[Excerpts from location labeling data]
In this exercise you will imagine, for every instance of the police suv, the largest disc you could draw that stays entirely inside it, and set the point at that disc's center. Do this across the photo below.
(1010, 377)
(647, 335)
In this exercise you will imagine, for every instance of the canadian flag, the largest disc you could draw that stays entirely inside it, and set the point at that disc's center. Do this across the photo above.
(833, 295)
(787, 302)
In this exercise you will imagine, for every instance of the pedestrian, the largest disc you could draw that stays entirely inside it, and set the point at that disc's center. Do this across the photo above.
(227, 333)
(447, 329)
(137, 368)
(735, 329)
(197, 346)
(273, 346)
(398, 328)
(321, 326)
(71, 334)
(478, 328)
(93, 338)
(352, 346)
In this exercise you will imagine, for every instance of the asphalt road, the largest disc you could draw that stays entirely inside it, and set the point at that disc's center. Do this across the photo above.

TASK » Reproduce the items word for word, starting with the line that contains "the pedestrian, the" and continuing through the last line of the items, with both of those lines included.

THE ANSWER »
In this exercise you will imagine, for every instance of the pedestrian, the largest disc you could draw that stays entirely inside it, and set the point at that disc's center. Do this across the photo above.
(227, 333)
(447, 329)
(137, 368)
(735, 329)
(197, 346)
(273, 346)
(398, 328)
(321, 326)
(71, 334)
(478, 328)
(93, 338)
(352, 346)
In this exercise you will imagine, for every instance of the asphalt road, the largest disc you could draw that stays entirely inside it, and set the point at that disc's center. Do this across the photo above.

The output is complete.